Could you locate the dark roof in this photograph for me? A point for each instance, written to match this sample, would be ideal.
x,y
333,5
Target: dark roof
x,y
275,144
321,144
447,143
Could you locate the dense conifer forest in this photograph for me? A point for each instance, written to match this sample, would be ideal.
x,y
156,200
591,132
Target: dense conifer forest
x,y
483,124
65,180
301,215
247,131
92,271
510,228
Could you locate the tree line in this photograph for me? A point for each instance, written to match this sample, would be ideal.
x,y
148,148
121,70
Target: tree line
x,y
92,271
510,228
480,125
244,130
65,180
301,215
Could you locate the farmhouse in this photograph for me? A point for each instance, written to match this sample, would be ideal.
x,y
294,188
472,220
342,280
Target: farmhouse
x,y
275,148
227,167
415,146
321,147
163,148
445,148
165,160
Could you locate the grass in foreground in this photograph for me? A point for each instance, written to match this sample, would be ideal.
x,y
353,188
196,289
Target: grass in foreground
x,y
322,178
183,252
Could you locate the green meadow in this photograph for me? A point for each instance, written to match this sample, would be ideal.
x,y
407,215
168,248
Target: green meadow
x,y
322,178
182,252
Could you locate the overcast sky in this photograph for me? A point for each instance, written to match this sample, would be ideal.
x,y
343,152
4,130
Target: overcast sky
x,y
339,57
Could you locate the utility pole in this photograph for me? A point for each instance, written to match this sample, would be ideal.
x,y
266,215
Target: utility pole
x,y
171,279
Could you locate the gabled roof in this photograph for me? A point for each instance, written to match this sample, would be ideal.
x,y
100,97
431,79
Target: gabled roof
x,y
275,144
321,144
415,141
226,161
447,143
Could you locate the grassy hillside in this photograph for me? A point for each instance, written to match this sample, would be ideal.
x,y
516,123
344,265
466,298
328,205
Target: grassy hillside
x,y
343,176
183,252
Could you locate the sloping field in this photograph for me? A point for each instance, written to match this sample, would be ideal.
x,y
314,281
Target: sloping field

---

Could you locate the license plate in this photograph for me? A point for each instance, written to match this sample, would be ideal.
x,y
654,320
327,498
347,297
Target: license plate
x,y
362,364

◆ TO BE DONE ◆
Copy out the lines of the material above, starting with the line that contains "Could you locate the farmhouse" and ending with the line that contains "Target: sloping field", both included, keeping every character as it stands.

◆ TASK RESPONSE ◆
Could you locate the farmhouse in this photograph for me? A point for each instance, written to match this sample, would be ideal.
x,y
294,188
472,220
342,280
Target: farmhouse
x,y
275,148
227,167
415,146
321,147
163,148
445,148
165,160
Could you locate the grass in foreground in this photograph for me? A point for each instance, written to match this sample, would be ideal.
x,y
353,188
196,289
Target: grass in foreground
x,y
322,178
183,252
Could you locate the green meadow in this photograph for me? A point for each instance, written to match this sample, would be ideal.
x,y
407,215
168,248
Target: green meadow
x,y
322,178
182,252
Could you locate the overcast sky in this photograph for me? A point for each instance, written to match this sample, would be ideal.
x,y
343,152
4,130
Target: overcast sky
x,y
339,57
Could you locate the utility pole in this photograph for me? A point for each instance, written to match this sample, would be ideal.
x,y
266,215
Target: utility pole
x,y
171,279
Could you locate the gabled roof in this photograph for me? A point for each instance, written to match this sample, would be ideal.
x,y
100,97
431,79
Target: gabled roof
x,y
275,144
321,144
415,141
226,161
447,143
Could you locate the grassy hillside in this photograph for me? A point for each instance, written to match this sample, would be ideal.
x,y
516,123
344,265
466,298
328,205
Target: grassy hillside
x,y
343,176
183,252
Could you locate the sloping field in this photograph for me? A point for each instance, written to match this sample, would be ideal.
x,y
314,281
Target: sloping field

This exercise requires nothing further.